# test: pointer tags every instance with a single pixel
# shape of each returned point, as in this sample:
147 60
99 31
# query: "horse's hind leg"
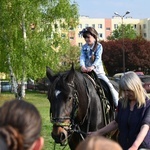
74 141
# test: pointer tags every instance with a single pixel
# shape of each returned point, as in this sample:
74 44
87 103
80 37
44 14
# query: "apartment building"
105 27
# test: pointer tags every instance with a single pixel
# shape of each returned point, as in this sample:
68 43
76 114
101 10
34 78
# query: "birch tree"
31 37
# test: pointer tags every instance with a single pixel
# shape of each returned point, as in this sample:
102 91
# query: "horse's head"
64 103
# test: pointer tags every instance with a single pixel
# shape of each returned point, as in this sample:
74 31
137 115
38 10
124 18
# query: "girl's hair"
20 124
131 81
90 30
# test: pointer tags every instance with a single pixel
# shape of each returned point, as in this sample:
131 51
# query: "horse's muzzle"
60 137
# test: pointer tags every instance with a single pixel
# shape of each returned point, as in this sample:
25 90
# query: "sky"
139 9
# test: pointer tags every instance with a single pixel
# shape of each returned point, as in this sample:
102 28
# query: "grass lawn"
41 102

*****

Exercise objective - Copy all the records above line for line without changing anything, and leave the pictures out.

Problem solution -
# test: pointer tags every instance with a single pixel
# shape of each returned point, as in this sample:
147 60
99 31
# query: "horse's hind leg"
74 141
# test: pointer tags every instance with a single pixel
# shape of each returned point, as in this sample:
74 44
87 103
80 37
44 14
# query: "apartment building"
105 27
# test: pointer tags every instance with a single pixel
# shape of each returned point, as in this sample:
68 43
76 114
101 10
34 78
# query: "birch tree"
31 37
# test: pointer tags every instance with a single pixel
# shape of each returned point, as in this sample:
102 91
# query: "horse's head"
64 103
# test: pointer tags every instance with a single pixel
# shape of each returned point, as in this sample:
74 31
137 115
38 10
124 18
# query: "girl's hair"
20 124
131 81
90 30
# test: pointer tags every instance with a single pixel
# shape of each returned point, as in this sample:
131 51
# query: "horse's muzzle"
60 137
# test: pointer tags every instance with a single pixel
# shape of each returned point, as in this sample:
25 90
# query: "sky"
139 9
# test: pointer tags every instance with a single pixel
# shape of each returned point, as in this sample:
102 28
# query: "grass lawn"
41 102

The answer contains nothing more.